* [Testo di riferimento]
—————
L’impostazione voluta dall’alto è, infatti, quella (deprecabile) del plebiscito sulla figura del Presidente del Consiglio usando , per ottenere il risultato voluto, l’arma classica dell’antipolitica: quella della semplificazione nei passaggi legislativi e utilizzando in questo senso, come una clava, la deformazione nel ruolo e nella forma istituzionale del Senato.
Dal punto di vista del “NO” a queste sciagurate deformazioni laceranti parti del tessuto vitale della Costituzione Repubblicana si esita ancora ad assumere una coerente e incisiva linea di impostazione della campagna elettorale.
Non c’è tempo da perdere.
Data per necessità la presenza, anche nel campo dell’opposizione, di evidenti strumentalizzazioni politiche provenienti dalla destra e dal M5S è necessario, dal nostro punti di vista, individuare il “cuore” di un discorso capace di rivendicare la riaffermazione e non solo la difesa dei tratti essenziali della Costituzione Repubblicana.
Il documento redatto giorni or sono da 55 autorevoli costituzionalisti (tra i quali 11 ex-presidenti della Suprema Corte) ha rappresentato sicuramente un’utile base di partenza per un dibattito proficuo e impegnato, soprattutto sul piano della cultura giuridica e politologica.
Adesso si tratta di scendere al livello di un’analisi che possa essere fruita e risultare convincente, a livello di massa.
In questa sede si affronterà un solo punto di un discorso che dovrà essere ben più ampio.
Si tratta però del punto che risulterà alla fine essere quello sul quale si svilupperà maggiormente la mistificazione semplificatoria dei sostenitori del SI.
Sostenitori del SI che è bene ricordarlo saranno appoggiati da un imponente battage propagandistico a tutti i livelli della comunicazione.
Il tema è quello del Senato, della sua nuova composizione e dei suoi compiti.
Attorno a questo elemento si sta verificando, infatti, il vero e proprio “ritorno all’indietro” nella qualità della nostra democrazia: un arretramento molto pericoloso che deve essere assolutamente respinto.
—————
* [Materiale di lavoro]
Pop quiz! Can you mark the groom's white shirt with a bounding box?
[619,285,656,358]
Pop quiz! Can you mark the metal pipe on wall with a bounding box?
—————
* [Consegne degli esercizi]
**A.** Stabilisci se le affermazioni seguenti concordano con il testo di riferimento, rispondendo sì o no e citando alla lettera le parole che lo decidono. (i) Il documento dei costituzionalisti porta la firma di 55 studiosi, fra cui 11 ex presidenti della Suprema Corte. (ii) In questa sede l'autore intende trattare diversi punti del discorso. (iii) Il tema scelto riguarda il Senato, la sua nuova composizione e i suoi compiti.
**B.** Ricopia fedelmente il passo del testo di riferimento che va da "Data per necessità" a "giuridica e politologica.".

* [Risposte alle consegne]
**A.**
(i) Sì: «55 autorevoli costituzionalisti (tra i quali 11 ex-presidenti della Suprema Corte)».
(ii) No: «In questa sede si affronterà un solo punto di un discorso che dovrà essere ben più ampio».
(iii) Sì: «Il tema è quello del Senato, della sua nuova composizione e dei suoi compiti».

**B.**
Data per necessità la presenza, anche nel campo dell’opposizione, di evidenti strumentalizzazioni politiche provenienti dalla destra e dal M5S è necessario, dal nostro punti di vista, individuare il “cuore” di un discorso capace di rivendicare la riaffermazione e non solo la difesa dei tratti essenziali della Costituzione Repubblicana.
Il documento redatto giorni or sono da 55 autorevoli costituzionalisti (tra i quali 11 ex-presidenti della Suprema Corte) ha rappresentato sicuramente un’utile base di partenza per un dibattito proficuo e impegnato, soprattutto sul piano della cultura giuridica e politologica.